Durchzuführende Aufgaben
[1] Nenne alle Jahreszahlen, die im Text über die aserbaidschanischen Atompläne vorkommen.
[2] Wie viel Strom verbrauchte Aserbaidschan laut dem Text über die aserbaidschanischen Atompläne im Jahr 2013?
[3] Übertrage aus dem Text über die aserbaidschanischen Atompläne den Abschnitt von „Mögliche Partner –“ bis „Projekt beteiligen könnten.“ wortgetreu.

Die aserbaidschanischen Atomambitionen gehen noch auf Sowjetzeiten zurück. Die Pläne wurden mit dem Untergang der Sowjetunion 1991 als auch durch den anhaltenden Konflikt mit Armenien um die Enklave Nagorni Karabach eingemottet. Frankreich, das Dreiviertel seines Energiebedarfs aus Kernenergie bezieht und langjährige Beziehungen mit Aserbaidschan auf dem Energiesektor unterhält, sieht hier wohl eine Chance aufblitzen.

Mögliche Partner – neue Abhäniggkeiten

Während seines Besuchs in Aserbaidschan Mitte Mai erwähnte der französische Präsident François Hollande, dass ungenannte französische Unternehmen ein Interesse daran hätten, zusammen mit der aserbaidschanischen Regierung deren Kernpotential aufzubauen. Früher erwähnte Abbasov VINCI Construction Grands Projets, einen der weltgrößten Hersteller von Groß-Infrastruktureinrichtungen als eines der französischen Unternehmen, die sich an dem Projekt beteiligen könnten.

Das Wirtschaftwachstum in Aserbaidschan kann als solide bezeichnet werden. Die Asiatische Entwicklungsbank bescheinigt dem Land für 2014 eine Wachstumsrate von 5 Prozent. Nach Einschätzung der Wirtschaftswissenschaftlerin Natik Jafarly hat Aserbaidschan bereits die Energie- und Elektrizitätsreserven, die ein stabiles Wachstum ermöglichen. Offiziellen Angaben zufolge verbrauchte Aserbaidschan im Jahr 2013 rund 20,6 Milliarden Kilowattstunden Elektrizität bei einer Stromherstellung von 21,5 Milliarden Kilowattstunden. Der verbleibende Überschuss wurde nach Russland und Georgien exportiert. (Zum Vergleich: Deutschland stellte 2012 rund 617 Milliarden Kilowattstunden Strom her).

Beschriftungen der Objektpunkte
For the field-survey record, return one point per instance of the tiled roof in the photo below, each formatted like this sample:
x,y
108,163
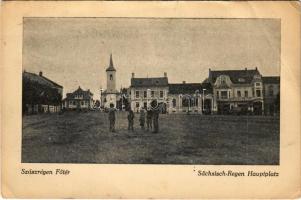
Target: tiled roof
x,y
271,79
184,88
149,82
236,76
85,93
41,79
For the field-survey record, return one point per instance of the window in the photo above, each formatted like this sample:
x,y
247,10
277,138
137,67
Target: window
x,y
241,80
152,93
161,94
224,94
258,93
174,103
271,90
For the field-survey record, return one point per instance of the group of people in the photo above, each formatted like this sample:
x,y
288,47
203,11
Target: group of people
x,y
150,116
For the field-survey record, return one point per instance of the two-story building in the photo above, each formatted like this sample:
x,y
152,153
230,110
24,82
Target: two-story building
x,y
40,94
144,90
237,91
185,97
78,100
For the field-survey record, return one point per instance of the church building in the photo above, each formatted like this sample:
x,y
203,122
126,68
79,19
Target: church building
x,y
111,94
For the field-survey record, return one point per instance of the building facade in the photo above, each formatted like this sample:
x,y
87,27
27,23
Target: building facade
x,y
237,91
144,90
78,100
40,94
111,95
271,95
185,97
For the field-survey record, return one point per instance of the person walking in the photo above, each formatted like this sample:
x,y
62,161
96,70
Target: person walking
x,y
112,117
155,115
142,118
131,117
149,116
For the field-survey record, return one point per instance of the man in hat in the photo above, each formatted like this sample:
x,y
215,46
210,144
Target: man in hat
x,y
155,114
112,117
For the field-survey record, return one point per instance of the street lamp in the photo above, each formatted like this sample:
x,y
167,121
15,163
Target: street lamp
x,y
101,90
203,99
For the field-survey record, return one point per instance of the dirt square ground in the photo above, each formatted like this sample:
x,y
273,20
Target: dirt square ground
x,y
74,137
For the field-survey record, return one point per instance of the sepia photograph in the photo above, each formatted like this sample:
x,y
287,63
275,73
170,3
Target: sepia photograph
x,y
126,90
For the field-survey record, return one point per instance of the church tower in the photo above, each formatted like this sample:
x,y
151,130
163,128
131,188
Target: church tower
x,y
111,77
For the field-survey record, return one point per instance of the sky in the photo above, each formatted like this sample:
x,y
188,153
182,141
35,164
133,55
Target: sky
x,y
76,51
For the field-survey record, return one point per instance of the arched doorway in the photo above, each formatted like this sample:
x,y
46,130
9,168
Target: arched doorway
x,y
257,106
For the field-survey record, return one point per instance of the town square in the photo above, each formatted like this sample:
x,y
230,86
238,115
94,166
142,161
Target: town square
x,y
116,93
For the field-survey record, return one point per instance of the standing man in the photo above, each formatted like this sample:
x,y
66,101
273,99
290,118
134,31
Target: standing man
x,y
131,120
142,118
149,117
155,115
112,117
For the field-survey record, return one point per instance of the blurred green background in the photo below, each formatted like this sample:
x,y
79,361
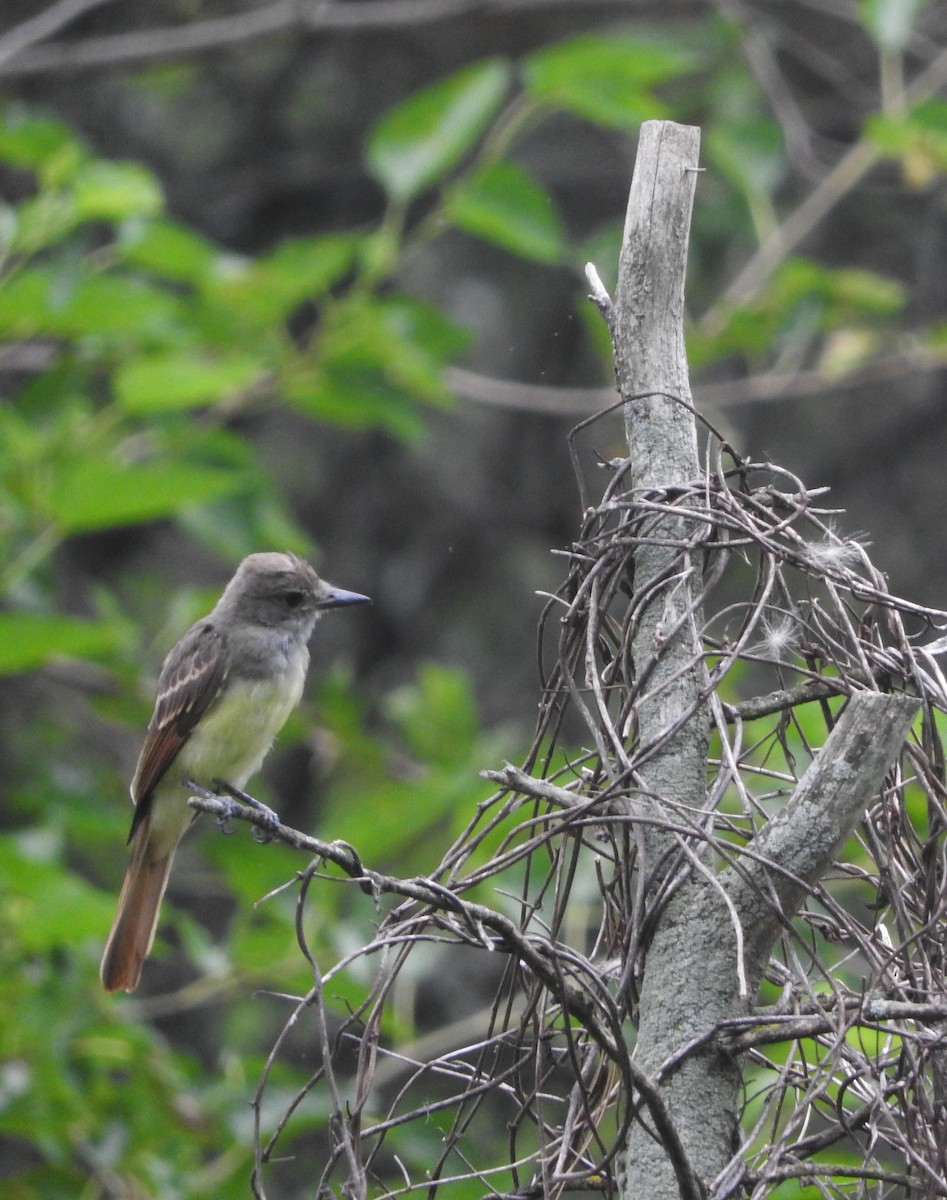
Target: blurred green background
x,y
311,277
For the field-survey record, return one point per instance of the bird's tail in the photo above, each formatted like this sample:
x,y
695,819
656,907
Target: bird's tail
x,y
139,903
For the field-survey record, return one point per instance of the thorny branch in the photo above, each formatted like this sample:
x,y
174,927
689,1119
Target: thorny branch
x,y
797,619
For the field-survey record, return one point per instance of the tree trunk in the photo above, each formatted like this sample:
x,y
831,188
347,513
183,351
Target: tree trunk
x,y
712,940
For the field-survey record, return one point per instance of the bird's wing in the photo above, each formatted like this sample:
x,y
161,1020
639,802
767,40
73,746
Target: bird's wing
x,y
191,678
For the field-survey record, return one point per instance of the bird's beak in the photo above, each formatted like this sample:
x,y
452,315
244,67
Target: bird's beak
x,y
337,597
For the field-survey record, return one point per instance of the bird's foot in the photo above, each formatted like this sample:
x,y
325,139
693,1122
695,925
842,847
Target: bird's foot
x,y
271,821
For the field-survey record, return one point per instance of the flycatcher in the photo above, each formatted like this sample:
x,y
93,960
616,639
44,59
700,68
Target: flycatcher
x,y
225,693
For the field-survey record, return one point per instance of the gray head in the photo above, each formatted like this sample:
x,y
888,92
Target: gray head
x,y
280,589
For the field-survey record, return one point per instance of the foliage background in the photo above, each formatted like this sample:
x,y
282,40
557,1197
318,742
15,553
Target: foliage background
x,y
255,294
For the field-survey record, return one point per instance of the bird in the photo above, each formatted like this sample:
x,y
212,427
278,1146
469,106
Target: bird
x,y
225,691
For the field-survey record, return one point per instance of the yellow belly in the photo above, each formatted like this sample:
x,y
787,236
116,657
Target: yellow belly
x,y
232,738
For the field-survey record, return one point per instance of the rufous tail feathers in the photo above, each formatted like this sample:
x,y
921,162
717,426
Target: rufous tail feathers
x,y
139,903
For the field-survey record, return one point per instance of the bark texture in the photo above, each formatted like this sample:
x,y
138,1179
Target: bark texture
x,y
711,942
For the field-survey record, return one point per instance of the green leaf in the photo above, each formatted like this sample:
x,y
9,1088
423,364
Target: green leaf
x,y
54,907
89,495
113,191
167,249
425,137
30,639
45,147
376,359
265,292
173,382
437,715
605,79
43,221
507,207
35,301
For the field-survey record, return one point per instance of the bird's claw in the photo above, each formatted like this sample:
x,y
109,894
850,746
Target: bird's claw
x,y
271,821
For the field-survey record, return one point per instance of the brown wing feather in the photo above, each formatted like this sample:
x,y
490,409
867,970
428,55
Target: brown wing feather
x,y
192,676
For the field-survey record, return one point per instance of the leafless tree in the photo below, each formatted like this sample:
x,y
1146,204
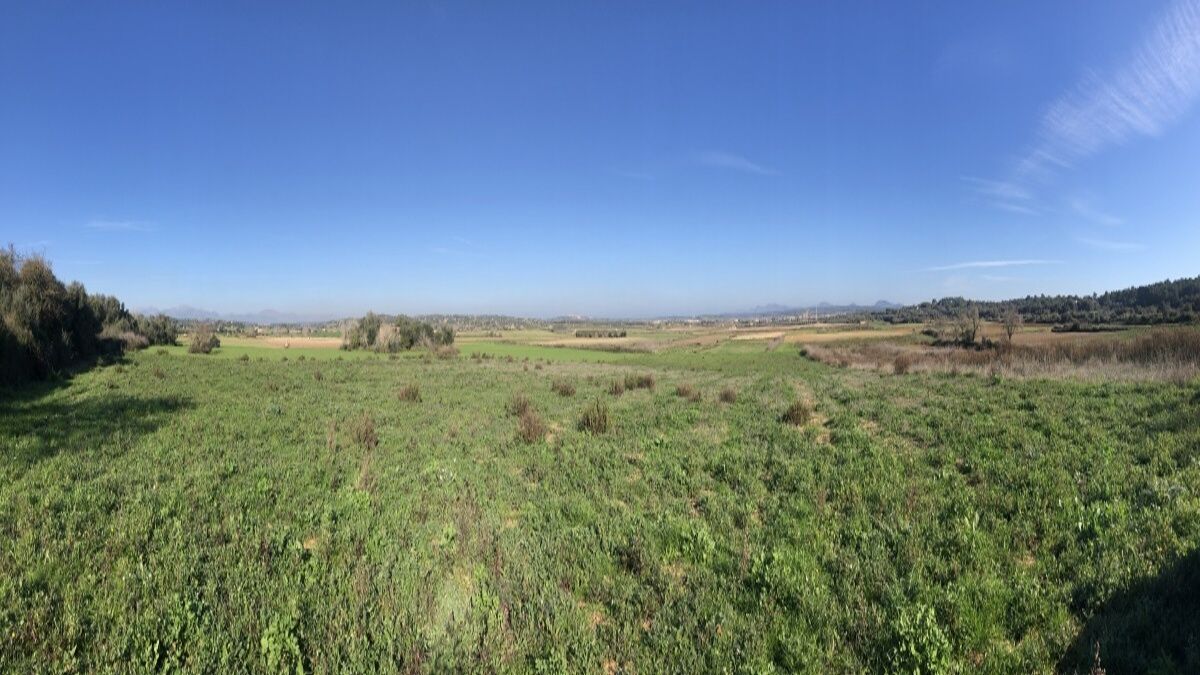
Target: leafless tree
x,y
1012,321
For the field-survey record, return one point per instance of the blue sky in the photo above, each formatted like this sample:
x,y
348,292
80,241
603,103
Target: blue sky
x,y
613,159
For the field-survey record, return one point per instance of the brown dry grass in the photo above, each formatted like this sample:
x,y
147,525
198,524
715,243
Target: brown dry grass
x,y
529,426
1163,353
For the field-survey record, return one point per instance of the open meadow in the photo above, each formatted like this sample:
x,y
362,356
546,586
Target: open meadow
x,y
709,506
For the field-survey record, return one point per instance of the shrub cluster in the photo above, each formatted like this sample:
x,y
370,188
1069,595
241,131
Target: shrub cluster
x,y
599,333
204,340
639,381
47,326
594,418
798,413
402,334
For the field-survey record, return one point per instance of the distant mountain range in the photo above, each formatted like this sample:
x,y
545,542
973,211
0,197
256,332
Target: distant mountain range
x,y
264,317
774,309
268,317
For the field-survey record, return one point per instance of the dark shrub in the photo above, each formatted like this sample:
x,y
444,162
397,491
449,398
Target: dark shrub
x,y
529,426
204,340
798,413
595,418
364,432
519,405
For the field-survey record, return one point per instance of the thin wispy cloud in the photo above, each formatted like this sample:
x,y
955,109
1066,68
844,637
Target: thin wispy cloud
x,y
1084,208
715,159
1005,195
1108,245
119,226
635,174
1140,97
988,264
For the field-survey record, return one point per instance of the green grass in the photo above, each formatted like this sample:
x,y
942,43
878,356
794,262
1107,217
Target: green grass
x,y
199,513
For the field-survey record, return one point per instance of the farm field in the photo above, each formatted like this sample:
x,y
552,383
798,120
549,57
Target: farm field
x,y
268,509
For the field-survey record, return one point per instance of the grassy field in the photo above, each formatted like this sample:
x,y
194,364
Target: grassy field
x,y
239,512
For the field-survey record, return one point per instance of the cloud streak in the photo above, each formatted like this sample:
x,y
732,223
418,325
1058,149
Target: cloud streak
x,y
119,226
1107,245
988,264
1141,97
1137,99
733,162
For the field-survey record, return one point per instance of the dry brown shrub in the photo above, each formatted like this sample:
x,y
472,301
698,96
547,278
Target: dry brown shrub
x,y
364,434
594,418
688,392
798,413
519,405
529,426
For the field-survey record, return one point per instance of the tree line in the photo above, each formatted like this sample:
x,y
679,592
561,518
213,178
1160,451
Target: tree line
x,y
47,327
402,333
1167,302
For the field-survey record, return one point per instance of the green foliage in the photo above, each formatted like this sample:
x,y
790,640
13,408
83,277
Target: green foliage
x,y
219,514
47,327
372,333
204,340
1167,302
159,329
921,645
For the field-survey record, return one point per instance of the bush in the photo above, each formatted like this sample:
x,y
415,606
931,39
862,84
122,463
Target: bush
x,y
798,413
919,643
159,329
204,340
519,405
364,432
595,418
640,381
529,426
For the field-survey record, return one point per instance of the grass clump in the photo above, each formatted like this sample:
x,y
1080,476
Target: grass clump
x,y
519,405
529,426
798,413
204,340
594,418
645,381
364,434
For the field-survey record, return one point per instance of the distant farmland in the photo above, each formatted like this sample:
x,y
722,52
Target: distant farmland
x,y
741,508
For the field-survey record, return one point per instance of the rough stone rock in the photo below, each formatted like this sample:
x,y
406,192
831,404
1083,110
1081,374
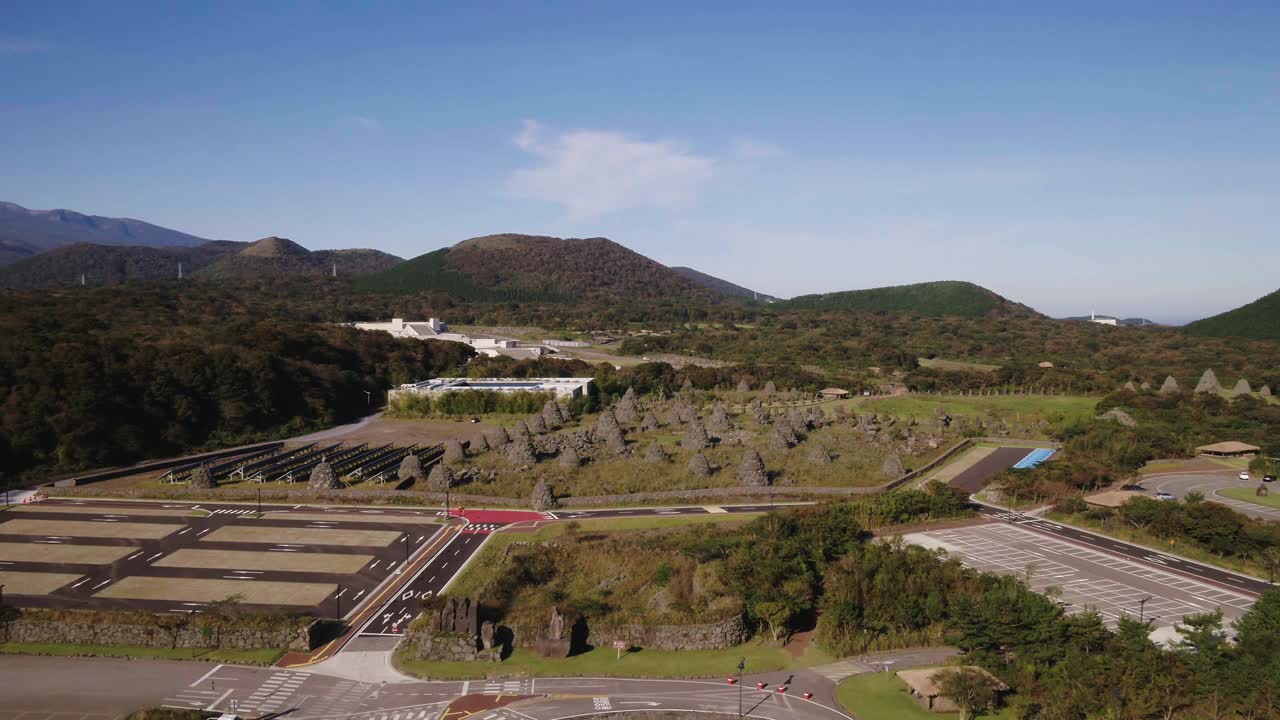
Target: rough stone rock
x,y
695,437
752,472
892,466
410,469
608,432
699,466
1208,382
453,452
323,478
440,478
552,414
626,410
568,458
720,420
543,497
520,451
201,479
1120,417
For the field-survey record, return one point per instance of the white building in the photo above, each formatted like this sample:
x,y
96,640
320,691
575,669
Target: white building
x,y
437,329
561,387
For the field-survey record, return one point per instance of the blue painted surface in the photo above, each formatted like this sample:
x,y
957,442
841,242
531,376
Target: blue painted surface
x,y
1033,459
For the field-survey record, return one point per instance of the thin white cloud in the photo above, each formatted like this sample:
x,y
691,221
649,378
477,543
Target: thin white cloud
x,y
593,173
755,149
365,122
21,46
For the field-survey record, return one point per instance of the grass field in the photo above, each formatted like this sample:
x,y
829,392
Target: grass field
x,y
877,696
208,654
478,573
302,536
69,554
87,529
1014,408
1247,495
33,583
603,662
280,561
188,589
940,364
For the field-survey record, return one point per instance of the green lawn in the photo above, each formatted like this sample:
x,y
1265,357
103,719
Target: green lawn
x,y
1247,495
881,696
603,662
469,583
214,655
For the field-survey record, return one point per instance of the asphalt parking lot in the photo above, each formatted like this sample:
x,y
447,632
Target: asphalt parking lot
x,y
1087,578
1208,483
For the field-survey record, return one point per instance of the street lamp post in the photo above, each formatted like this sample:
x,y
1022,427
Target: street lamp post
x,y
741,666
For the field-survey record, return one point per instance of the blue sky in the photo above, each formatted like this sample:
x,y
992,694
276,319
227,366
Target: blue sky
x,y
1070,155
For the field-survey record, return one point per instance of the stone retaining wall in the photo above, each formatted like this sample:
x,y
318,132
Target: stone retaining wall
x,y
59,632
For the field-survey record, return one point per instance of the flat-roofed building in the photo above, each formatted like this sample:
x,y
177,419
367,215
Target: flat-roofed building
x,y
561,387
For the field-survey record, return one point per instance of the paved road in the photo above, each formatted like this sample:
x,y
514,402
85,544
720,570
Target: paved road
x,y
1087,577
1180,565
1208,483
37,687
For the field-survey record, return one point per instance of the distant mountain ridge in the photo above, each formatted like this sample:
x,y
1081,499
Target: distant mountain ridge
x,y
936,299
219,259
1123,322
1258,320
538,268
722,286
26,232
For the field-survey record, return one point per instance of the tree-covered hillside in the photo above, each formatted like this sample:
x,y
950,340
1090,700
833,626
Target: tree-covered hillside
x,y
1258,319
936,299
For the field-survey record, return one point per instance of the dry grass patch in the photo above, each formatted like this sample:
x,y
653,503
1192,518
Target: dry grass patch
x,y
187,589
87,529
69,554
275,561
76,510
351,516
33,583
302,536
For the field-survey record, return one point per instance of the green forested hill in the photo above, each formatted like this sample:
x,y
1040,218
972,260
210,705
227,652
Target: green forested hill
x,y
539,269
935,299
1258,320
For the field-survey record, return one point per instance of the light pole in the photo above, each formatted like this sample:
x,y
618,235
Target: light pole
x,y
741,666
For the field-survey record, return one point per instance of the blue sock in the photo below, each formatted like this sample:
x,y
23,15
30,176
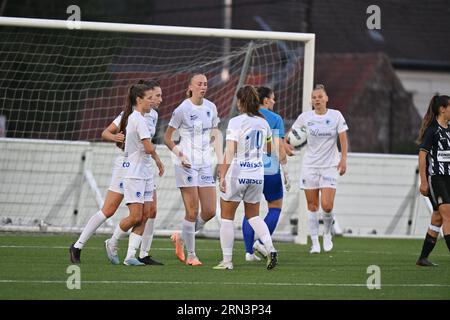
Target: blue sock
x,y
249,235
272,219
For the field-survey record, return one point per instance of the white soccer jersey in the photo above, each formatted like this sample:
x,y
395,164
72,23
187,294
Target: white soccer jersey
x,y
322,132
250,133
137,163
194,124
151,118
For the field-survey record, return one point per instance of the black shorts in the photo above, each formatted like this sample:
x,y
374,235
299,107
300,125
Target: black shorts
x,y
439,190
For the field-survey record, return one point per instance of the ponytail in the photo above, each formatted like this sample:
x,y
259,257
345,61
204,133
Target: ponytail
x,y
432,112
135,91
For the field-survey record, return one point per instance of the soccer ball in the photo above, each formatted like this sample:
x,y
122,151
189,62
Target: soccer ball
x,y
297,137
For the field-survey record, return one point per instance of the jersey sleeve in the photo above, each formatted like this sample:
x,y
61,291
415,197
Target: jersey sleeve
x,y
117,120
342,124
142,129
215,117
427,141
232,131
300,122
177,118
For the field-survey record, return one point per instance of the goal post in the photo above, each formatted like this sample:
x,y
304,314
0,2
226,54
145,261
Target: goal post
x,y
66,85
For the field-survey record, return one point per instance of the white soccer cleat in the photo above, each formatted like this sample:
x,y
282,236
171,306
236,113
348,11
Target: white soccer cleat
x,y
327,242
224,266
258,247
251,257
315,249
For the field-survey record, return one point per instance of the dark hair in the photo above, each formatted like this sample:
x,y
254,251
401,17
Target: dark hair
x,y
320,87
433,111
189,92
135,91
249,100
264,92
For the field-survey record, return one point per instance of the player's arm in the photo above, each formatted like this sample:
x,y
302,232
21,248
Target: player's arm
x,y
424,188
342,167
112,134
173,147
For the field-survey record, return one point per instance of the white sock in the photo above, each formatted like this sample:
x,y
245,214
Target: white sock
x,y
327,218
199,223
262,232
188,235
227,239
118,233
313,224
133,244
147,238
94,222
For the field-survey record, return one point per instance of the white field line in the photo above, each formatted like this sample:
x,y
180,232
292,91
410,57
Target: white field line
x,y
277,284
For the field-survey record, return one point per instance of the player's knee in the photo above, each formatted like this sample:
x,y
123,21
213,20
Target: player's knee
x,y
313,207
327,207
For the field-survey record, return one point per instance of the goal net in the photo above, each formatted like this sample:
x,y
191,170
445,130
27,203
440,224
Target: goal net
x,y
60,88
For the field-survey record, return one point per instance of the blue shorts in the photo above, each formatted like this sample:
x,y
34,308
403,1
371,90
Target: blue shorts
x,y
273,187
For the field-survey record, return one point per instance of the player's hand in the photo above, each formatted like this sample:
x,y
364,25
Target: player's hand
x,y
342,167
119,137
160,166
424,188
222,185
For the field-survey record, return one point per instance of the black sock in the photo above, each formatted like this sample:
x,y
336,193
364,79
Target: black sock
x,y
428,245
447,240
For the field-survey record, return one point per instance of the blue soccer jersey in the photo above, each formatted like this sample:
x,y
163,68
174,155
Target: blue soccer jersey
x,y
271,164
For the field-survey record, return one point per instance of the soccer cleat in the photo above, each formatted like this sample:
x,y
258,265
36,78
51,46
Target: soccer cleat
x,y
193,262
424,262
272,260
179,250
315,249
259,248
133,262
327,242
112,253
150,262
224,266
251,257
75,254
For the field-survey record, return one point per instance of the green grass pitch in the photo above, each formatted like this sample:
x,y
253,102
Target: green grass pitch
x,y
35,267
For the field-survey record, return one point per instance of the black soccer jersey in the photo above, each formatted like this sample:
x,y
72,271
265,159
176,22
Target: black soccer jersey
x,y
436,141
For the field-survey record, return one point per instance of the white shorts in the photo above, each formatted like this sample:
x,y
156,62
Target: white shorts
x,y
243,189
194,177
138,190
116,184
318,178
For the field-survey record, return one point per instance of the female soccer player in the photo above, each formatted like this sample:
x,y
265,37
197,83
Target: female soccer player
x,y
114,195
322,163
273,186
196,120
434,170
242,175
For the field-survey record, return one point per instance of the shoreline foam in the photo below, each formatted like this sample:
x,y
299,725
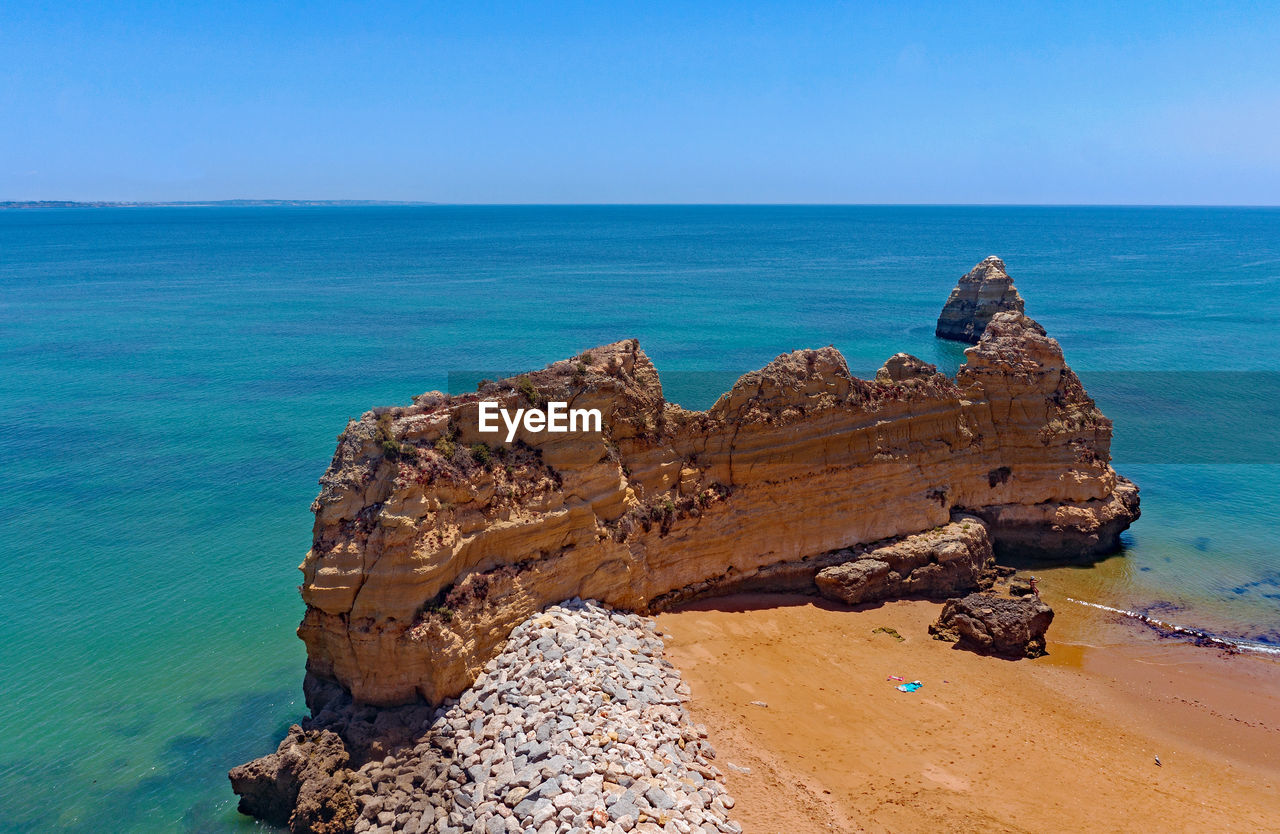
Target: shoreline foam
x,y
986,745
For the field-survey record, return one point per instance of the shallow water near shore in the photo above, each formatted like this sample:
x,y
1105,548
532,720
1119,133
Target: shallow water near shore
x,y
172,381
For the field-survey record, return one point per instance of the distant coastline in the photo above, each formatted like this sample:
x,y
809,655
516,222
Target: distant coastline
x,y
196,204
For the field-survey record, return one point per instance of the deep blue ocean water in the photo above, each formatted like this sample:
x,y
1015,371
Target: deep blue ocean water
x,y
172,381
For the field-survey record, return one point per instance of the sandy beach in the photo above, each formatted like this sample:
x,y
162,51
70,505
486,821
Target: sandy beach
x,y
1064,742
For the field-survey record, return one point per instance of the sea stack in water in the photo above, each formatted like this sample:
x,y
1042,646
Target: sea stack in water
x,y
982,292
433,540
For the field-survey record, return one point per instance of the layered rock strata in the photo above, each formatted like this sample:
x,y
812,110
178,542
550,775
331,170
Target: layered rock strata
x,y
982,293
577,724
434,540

Ergebnisse je Aufgabe
[1] 1991, 2014, 2013, 2012

[2] Rund 20,6 Milliarden Kilowattstunden.

[3]
Mögliche Partner – neue Abhäniggkeiten

Während seines Besuchs in Aserbaidschan Mitte Mai erwähnte der französische Präsident François Hollande, dass ungenannte französische Unternehmen ein Interesse daran hätten, zusammen mit der aserbaidschanischen Regierung deren Kernpotential aufzubauen. Früher erwähnte Abbasov VINCI Construction Grands Projets, einen der weltgrößten Hersteller von Groß-Infrastruktureinrichtungen als eines der französischen Unternehmen, die sich an dem Projekt beteiligen könnten.